**Exercise**
Edit the listing below by replacing every occurrence of "a point per instance" with "one point for each instance". Keep every other line and character unchanged.

(Location identification entries)
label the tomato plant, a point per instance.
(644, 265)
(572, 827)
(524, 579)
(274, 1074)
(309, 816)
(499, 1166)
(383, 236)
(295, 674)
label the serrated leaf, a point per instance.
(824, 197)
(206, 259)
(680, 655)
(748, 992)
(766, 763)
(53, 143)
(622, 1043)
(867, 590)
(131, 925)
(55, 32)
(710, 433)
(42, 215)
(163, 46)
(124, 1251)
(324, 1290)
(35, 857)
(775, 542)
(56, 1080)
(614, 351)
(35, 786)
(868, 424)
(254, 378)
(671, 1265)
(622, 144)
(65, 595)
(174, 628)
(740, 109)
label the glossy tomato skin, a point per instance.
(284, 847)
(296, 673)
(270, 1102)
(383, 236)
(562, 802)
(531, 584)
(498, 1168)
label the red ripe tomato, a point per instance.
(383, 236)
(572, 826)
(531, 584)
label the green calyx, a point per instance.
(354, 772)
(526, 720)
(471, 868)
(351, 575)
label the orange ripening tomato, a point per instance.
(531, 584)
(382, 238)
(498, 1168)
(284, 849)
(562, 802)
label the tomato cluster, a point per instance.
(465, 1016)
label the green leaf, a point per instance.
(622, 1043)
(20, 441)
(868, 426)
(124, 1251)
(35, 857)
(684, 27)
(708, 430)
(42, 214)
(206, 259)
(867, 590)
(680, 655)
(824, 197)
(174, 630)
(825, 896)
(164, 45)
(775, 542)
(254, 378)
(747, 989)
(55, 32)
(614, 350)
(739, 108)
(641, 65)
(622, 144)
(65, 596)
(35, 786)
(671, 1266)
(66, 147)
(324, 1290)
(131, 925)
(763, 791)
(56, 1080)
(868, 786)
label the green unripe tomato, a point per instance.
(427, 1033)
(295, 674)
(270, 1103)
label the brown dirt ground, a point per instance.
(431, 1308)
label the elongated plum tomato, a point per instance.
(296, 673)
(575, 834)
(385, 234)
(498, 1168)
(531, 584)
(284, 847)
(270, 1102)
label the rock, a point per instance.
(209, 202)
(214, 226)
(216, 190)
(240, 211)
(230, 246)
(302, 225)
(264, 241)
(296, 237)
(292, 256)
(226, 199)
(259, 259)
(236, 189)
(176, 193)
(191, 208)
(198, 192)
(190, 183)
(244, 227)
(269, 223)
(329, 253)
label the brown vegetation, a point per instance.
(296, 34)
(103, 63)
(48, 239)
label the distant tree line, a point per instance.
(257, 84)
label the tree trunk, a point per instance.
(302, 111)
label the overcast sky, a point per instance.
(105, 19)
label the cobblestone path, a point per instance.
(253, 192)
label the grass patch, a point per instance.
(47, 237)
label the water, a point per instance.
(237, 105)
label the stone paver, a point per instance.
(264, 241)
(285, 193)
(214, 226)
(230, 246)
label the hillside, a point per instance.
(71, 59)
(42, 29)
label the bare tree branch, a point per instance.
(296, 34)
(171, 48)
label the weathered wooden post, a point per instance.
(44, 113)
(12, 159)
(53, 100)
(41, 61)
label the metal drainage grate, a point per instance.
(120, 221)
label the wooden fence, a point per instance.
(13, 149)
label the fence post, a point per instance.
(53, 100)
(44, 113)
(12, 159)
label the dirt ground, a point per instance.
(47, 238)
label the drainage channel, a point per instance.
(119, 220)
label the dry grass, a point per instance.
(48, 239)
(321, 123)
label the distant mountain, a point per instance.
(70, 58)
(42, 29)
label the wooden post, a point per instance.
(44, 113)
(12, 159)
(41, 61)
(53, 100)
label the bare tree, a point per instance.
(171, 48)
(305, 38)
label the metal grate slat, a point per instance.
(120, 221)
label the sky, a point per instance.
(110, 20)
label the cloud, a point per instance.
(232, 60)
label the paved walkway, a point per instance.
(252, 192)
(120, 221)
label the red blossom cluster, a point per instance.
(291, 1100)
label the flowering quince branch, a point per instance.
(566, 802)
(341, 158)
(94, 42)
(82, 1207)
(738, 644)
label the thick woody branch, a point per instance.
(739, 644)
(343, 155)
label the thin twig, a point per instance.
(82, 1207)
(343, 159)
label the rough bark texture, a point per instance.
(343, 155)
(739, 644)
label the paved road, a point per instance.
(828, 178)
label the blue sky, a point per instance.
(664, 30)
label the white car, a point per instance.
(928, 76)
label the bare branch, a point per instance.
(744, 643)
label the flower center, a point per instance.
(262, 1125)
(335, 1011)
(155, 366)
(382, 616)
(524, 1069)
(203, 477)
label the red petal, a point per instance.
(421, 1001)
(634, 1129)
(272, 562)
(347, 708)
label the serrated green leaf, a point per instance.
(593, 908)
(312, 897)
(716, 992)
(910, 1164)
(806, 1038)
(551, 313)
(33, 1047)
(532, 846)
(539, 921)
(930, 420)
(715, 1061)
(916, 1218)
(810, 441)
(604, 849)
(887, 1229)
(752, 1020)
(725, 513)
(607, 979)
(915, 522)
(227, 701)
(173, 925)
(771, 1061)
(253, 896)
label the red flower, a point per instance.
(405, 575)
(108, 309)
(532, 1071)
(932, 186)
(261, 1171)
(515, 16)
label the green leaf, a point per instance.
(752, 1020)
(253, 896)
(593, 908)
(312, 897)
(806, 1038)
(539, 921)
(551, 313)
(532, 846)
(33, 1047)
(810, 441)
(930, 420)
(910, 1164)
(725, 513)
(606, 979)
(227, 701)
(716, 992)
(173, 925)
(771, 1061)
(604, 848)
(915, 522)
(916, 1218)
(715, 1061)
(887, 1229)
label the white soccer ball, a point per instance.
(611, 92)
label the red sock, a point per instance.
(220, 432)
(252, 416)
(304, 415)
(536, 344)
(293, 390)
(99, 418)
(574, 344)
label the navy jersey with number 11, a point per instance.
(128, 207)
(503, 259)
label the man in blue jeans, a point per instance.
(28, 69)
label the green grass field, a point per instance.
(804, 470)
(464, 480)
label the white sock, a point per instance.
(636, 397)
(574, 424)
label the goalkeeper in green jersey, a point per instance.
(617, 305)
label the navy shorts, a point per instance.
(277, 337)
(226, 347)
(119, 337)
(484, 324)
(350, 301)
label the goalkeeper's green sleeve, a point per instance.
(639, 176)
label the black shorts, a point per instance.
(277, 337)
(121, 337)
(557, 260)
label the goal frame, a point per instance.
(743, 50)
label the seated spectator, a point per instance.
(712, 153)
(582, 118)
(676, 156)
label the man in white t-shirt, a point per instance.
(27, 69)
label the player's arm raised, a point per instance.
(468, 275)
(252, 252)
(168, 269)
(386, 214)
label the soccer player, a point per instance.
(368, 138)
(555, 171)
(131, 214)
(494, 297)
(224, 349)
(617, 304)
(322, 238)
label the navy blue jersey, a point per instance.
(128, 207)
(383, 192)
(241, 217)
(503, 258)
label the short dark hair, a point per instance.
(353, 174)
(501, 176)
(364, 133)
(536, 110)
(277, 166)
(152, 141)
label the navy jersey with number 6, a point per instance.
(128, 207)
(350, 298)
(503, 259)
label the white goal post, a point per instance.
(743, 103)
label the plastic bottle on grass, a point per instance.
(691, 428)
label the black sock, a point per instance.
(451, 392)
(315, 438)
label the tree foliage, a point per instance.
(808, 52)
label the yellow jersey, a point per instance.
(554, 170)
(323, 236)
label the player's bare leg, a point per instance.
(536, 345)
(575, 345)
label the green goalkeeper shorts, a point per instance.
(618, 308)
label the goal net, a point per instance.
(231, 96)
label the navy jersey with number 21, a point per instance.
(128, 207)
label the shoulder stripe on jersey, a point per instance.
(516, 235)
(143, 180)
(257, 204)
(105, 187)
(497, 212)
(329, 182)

**Exercise answer**
label the tomato plant, one point for each instance.
(644, 265)
(572, 827)
(524, 579)
(274, 1074)
(309, 816)
(499, 1166)
(383, 236)
(295, 674)
label the serrated leaf, one point for each instance.
(824, 197)
(206, 259)
(680, 655)
(748, 992)
(766, 763)
(53, 143)
(622, 1043)
(867, 590)
(131, 925)
(55, 32)
(710, 433)
(42, 215)
(163, 46)
(124, 1251)
(324, 1290)
(35, 857)
(775, 542)
(56, 1080)
(614, 351)
(35, 786)
(868, 424)
(254, 378)
(671, 1265)
(622, 144)
(65, 595)
(174, 628)
(740, 109)
label the glossy tomato skin, one point for each instance.
(284, 847)
(296, 673)
(270, 1102)
(383, 236)
(562, 802)
(531, 584)
(498, 1168)
label the red ripe tomato, one point for each instance.
(383, 236)
(572, 826)
(531, 584)
label the green calyx, one point for each instance.
(354, 772)
(526, 720)
(471, 868)
(351, 575)
label the orange ripening tomato, one point for each instance.
(531, 584)
(382, 238)
(498, 1168)
(284, 849)
(562, 802)
label the tomato cluster, one point for each instance.
(465, 1016)
label the green leaf, one point for each instance.
(622, 1043)
(20, 441)
(868, 426)
(124, 1251)
(35, 857)
(684, 27)
(708, 430)
(42, 214)
(206, 259)
(867, 590)
(680, 655)
(824, 197)
(174, 630)
(825, 896)
(164, 45)
(775, 542)
(254, 378)
(747, 989)
(55, 32)
(614, 350)
(739, 108)
(641, 65)
(622, 144)
(65, 596)
(35, 786)
(671, 1266)
(66, 147)
(324, 1290)
(131, 925)
(763, 791)
(56, 1080)
(868, 786)
label the green unripe tomato, one point for each instance.
(427, 1033)
(295, 674)
(270, 1103)
label the brown dirt ground, one point for each instance.
(431, 1308)
label the elongated plum tomato, one point for each instance.
(296, 673)
(575, 834)
(385, 234)
(498, 1168)
(531, 584)
(284, 847)
(270, 1102)
label the rock, one point for each instance.
(209, 202)
(214, 226)
(216, 190)
(240, 211)
(230, 246)
(302, 225)
(264, 241)
(296, 237)
(292, 256)
(226, 199)
(259, 259)
(236, 189)
(176, 193)
(191, 208)
(198, 192)
(190, 183)
(244, 227)
(269, 223)
(329, 253)
label the brown vegetation, one point for each instance.
(296, 34)
(103, 63)
(48, 239)
label the distant tree line, one point for each instance.
(257, 84)
label the tree trunk, one point for each instance.
(302, 111)
label the overcast sky, one point for each instance.
(105, 19)
label the cobblestone path, one point for each instance.
(253, 192)
label the grass patch, one point for each instance.
(47, 237)
label the water, one point for each instance.
(237, 105)
label the stone paver, one point for each instance.
(264, 241)
(285, 193)
(214, 226)
(230, 246)
label the hillside, one point for each instance.
(71, 59)
(42, 29)
label the bare tree branch, one point for each instance.
(296, 34)
(171, 48)
label the weathered wooden post, one point for each instance.
(44, 113)
(12, 159)
(53, 100)
(41, 61)
label the metal drainage grate, one point for each instance.
(120, 221)
label the wooden fence, one point for each instance.
(13, 149)
label the fence post, one point for each instance.
(53, 100)
(44, 113)
(12, 159)
label the dirt ground, one point for each instance.
(47, 238)
label the drainage channel, one point for each instance.
(119, 220)
label the dry grass, one point for each instance.
(48, 239)
(321, 123)
label the distant mountain, one point for each instance.
(70, 58)
(42, 29)
label the wooden post, one point for each instance.
(44, 113)
(12, 159)
(41, 61)
(53, 100)
label the bare tree, one point for each instance.
(171, 48)
(305, 38)
label the metal grate slat, one point for each instance.
(120, 221)
label the sky, one point for each instance.
(110, 20)
label the cloud, one point for each instance.
(232, 60)
label the paved walkway, one point for each instance.
(252, 192)
(120, 221)
label the red blossom cluster, one point for each instance.
(291, 1100)
label the flowering quince branch, one point for each instance.
(566, 802)
(341, 158)
(94, 42)
(82, 1207)
(738, 644)
label the thick woody branch, one point for each instance.
(739, 644)
(343, 155)
label the thin twig, one point for each instance.
(82, 1207)
(343, 159)
label the rough bark texture, one point for each instance.
(343, 155)
(739, 644)
label the paved road, one point for each instance.
(828, 178)
label the blue sky, one point for each instance.
(664, 30)
label the white car, one point for each instance.
(928, 76)
label the bare branch, one point for each instance.
(744, 643)
label the flower center, one point for each instance.
(262, 1125)
(335, 1011)
(155, 366)
(382, 616)
(524, 1069)
(203, 477)
label the red petal, one point for each instance.
(421, 1001)
(634, 1129)
(272, 562)
(347, 708)
label the serrated green leaf, one point for each instance.
(593, 908)
(312, 897)
(716, 992)
(910, 1164)
(806, 1038)
(551, 313)
(33, 1047)
(532, 846)
(539, 921)
(930, 420)
(715, 1061)
(916, 1218)
(810, 441)
(604, 849)
(887, 1229)
(752, 1020)
(725, 513)
(607, 979)
(915, 522)
(227, 701)
(173, 925)
(771, 1061)
(253, 896)
label the red flower, one point for each instance.
(405, 575)
(108, 309)
(532, 1071)
(932, 186)
(261, 1171)
(515, 16)
label the green leaf, one point for each instance.
(752, 1020)
(253, 896)
(593, 908)
(312, 897)
(806, 1038)
(539, 921)
(551, 313)
(532, 846)
(33, 1047)
(810, 441)
(930, 420)
(910, 1164)
(725, 513)
(606, 979)
(227, 701)
(716, 992)
(173, 925)
(771, 1061)
(604, 848)
(915, 522)
(916, 1218)
(715, 1061)
(887, 1229)
label the white soccer ball, one point for each instance.
(611, 92)
label the red sock, one point for each instance.
(220, 432)
(252, 416)
(304, 415)
(536, 344)
(293, 390)
(99, 418)
(574, 344)
label the navy jersey with number 11, one point for each instance.
(128, 207)
(503, 259)
label the man in blue jeans, one point for each instance.
(28, 69)
label the green grass field, one point for each instance.
(804, 470)
(464, 480)
label the white sock, one point for each instance.
(636, 397)
(574, 424)
label the goalkeeper in green jersey, one point for each instance.
(617, 305)
label the navy shorts, one point for each instance.
(277, 337)
(226, 347)
(119, 337)
(484, 324)
(350, 301)
label the goalkeeper's green sleeve, one point for each instance.
(639, 176)
label the black shorts, one point for each instance.
(277, 337)
(121, 337)
(557, 260)
label the goal frame, one point for each instance.
(743, 50)
label the seated spectator, one point for each instance.
(712, 153)
(582, 118)
(676, 156)
label the man in white t-shirt, one point for each instance.
(27, 69)
label the player's arm raised, one point for each instance.
(468, 275)
(252, 252)
(168, 269)
(386, 214)
label the soccer player, one point for each instance.
(368, 138)
(555, 171)
(131, 214)
(494, 297)
(224, 349)
(617, 304)
(322, 238)
label the navy blue jersey, one point for each instance.
(128, 207)
(383, 192)
(241, 217)
(503, 258)
label the short dark hair, one point for each instance.
(353, 174)
(501, 176)
(364, 133)
(536, 110)
(277, 166)
(152, 141)
label the navy jersey with number 6, one point for each instance.
(128, 207)
(350, 298)
(503, 259)
label the white goal post, one point for each instance.
(743, 103)
label the plastic bottle on grass, one point for each instance.
(691, 428)
label the black sock, one point for each instance.
(451, 392)
(315, 438)
label the tree foliage, one point for each instance.
(808, 52)
label the yellow jersey, one point for each instance.
(554, 170)
(323, 236)
label the player's bare leg, one point for each instance.
(536, 345)
(575, 345)
label the green goalkeeper shorts, one point for each instance.
(618, 308)
label the goal net, one point for each instance.
(231, 96)
label the navy jersey with number 21, one point for each instance.
(128, 207)
label the shoulder stripe on jersey, one point for each instance.
(516, 235)
(143, 180)
(257, 204)
(105, 187)
(497, 212)
(329, 182)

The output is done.